Source
* start *

Monday, May 4, 2009

The Ballad of Arkansas Black

Here among the daffodils is my final Arkansas Black, picked more than six months ago. It's the very last of my autumn stash and I just ate it.

This unusual apple has held up remarkably, but sampling one every month or so has shown a gradual change over time: a (very) slow softening of texture and melding and mellowing of flavors. Arguably this variety was better in January than in November. By March it was clearly past its prime, though still toothsome.

Some notable changes: texture, from very hard to granular (which might be mealy in another apple); flavor, from sharp with notable acidity and distinct flavors to more mellow and blended. One unusual flavor, which I described as "tobacco" or "vegetable," persisted for a long time but gradually transmuted into more of a baritone suggestion of molasses. Some flavors, like pear, persisted throughout.

I would have been curious to keep sampling these through the summer if I had more, but they are clearly best eaten earlier in the year and are not going to be everyone's cup of tea at any time.

That's the last of the local apples until late July.

For what it's worth, my periodic tasting notes on Arkansas Black follow, the many verses of a ballad documenting every minute change in texture, aroma, and taste. For the full effect you can also start with my original review.

Or you can just call it quits here--I won't mind.

* end *

Bounding box annotation entries:
* start *

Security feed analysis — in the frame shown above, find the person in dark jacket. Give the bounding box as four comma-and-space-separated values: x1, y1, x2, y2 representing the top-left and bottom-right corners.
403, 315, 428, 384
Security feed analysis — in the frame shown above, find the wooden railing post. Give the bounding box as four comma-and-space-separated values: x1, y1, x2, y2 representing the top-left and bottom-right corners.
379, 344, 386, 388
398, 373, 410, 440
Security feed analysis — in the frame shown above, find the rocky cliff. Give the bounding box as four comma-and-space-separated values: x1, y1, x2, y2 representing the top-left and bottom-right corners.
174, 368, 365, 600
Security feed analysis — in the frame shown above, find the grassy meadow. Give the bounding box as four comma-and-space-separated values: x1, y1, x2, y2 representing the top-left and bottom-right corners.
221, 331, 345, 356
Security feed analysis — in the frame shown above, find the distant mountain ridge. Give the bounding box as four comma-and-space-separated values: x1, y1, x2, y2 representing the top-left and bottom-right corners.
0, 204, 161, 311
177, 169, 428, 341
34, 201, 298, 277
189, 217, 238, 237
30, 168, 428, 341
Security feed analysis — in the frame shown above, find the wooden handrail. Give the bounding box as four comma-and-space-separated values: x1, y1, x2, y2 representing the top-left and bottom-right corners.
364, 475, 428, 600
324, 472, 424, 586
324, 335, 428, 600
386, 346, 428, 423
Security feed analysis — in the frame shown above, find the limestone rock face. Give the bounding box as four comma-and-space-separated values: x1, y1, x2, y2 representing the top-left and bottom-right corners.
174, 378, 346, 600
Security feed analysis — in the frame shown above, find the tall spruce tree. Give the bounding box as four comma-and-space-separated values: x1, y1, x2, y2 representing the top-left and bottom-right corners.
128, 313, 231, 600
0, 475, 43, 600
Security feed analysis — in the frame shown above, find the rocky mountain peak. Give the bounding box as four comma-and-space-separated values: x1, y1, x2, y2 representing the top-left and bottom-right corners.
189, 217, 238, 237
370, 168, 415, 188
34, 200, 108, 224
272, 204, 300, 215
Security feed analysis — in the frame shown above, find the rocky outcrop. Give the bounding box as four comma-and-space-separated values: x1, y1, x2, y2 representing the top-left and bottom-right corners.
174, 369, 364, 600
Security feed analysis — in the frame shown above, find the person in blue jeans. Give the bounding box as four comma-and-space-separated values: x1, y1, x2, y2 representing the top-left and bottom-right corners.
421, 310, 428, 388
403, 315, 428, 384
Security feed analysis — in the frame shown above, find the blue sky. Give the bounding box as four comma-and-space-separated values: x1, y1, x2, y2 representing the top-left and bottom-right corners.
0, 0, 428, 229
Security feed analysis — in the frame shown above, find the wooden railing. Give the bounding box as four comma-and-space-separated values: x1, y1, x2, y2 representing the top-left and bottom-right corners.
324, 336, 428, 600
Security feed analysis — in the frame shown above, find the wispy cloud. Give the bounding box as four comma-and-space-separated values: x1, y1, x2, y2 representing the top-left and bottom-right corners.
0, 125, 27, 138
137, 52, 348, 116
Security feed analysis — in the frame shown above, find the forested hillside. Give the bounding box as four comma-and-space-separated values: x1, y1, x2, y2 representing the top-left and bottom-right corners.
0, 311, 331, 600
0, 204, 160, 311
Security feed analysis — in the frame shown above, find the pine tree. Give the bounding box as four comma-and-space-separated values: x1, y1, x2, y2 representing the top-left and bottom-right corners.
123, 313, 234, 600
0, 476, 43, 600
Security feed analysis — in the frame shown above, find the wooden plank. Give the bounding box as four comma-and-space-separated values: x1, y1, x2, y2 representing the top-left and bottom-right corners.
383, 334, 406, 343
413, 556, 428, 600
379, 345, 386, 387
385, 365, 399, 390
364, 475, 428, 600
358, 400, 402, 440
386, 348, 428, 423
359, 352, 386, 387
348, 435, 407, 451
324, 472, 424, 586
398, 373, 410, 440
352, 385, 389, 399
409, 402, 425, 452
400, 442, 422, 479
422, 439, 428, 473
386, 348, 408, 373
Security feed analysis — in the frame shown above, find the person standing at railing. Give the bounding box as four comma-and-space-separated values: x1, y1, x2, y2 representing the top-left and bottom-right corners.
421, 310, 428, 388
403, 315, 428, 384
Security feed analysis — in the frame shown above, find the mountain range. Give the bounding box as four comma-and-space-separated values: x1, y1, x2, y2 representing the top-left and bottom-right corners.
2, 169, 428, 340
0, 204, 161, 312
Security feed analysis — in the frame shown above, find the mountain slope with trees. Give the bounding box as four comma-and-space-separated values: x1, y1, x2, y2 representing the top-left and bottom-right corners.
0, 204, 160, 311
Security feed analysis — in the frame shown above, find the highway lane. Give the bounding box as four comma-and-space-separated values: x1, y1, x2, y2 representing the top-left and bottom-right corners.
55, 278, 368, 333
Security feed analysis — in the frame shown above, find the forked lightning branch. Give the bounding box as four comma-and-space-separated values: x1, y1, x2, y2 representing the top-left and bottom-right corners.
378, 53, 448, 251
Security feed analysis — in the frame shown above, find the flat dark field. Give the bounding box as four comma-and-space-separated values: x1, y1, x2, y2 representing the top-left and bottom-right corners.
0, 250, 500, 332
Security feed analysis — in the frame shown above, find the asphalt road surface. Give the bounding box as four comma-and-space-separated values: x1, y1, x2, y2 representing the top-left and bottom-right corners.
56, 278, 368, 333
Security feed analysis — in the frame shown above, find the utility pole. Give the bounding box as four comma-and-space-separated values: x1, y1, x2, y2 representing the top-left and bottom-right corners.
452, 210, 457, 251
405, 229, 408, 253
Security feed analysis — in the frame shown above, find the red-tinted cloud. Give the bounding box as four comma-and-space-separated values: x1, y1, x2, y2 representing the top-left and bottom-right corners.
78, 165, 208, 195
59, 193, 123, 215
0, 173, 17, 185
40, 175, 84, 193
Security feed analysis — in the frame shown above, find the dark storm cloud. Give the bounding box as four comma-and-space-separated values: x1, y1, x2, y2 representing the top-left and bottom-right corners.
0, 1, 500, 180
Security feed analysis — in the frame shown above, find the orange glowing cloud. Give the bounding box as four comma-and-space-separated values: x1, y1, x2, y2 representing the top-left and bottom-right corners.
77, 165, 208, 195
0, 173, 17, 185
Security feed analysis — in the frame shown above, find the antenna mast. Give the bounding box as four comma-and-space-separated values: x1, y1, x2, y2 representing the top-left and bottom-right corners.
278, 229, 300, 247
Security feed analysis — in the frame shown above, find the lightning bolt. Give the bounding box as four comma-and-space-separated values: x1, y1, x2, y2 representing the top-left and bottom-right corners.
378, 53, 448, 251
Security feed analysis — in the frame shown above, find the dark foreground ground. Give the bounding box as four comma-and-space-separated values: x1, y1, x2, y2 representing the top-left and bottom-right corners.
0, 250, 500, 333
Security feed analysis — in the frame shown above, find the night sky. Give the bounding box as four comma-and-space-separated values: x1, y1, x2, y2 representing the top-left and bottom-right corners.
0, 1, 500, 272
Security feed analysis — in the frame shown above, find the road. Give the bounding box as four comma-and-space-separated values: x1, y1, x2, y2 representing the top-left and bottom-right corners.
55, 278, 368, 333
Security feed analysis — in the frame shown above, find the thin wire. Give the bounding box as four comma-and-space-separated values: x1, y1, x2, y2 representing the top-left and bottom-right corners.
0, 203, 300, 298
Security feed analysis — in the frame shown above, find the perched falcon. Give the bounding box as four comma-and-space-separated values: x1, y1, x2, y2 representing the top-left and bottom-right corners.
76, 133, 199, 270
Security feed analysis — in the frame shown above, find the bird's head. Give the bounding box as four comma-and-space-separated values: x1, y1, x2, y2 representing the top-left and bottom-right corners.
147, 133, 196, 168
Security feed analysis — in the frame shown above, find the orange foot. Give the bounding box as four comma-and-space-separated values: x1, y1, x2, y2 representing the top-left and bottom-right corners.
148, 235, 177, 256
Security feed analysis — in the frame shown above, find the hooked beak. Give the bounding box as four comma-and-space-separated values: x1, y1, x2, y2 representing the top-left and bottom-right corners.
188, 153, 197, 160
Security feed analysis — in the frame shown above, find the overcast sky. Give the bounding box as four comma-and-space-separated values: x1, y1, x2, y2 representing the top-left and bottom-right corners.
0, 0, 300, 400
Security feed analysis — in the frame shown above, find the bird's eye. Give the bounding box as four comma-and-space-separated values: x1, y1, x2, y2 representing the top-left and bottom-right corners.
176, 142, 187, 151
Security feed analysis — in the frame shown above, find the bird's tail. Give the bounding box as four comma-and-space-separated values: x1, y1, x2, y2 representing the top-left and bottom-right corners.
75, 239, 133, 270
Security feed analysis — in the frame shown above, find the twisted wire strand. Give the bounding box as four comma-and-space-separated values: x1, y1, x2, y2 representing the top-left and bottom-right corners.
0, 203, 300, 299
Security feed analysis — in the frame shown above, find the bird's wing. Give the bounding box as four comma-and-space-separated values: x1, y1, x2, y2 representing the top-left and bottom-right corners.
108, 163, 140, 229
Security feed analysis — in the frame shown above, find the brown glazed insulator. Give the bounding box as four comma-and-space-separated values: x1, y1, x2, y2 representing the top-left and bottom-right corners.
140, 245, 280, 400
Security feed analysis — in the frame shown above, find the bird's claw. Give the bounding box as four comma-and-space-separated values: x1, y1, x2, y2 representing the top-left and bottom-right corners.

* end *

Resume the blog post about the last Arkansas Black apple, starting right after its final line.

Back in January, I said,
The singular Arkansas Blacks are a work in progress. I bought these on November 21 and ate the first one two weeks later. I'll just guess they were picked around Halloween. My second on December 20, the gateway of Winter. This sample is little different from the first, though a shade less crisp and its pear qualities are more pronounced. There is still something vaguely vegetable lurking in the mix. The peel is chewy and present in the finish, and there is also a flash of acidity at the outset. Slight residual astringency.

On January 5, these are slightly more yielding in the hand, but still very firm and crunchy. Other than that, my impression is essentially the same as December 20: cider and pear, with a faint bitter tobacco-y hit (maybe it's the peel?) towards the end, in the back of the palate and throat. (This sounds unpleasant but it's not; it's just interesting.)

The Arkansas Black I ate on January 27 was perhaps a little sweeter, but essentially the same.

My February 20 sample has a slight dimple that may be from July's hailstorm. It has aged, but only a little. The flesh has more give in it, what in another apple might be onset of mealiness. The flavors have blended. If this trend continues, I'd say we are passed the sweet spot for this variety.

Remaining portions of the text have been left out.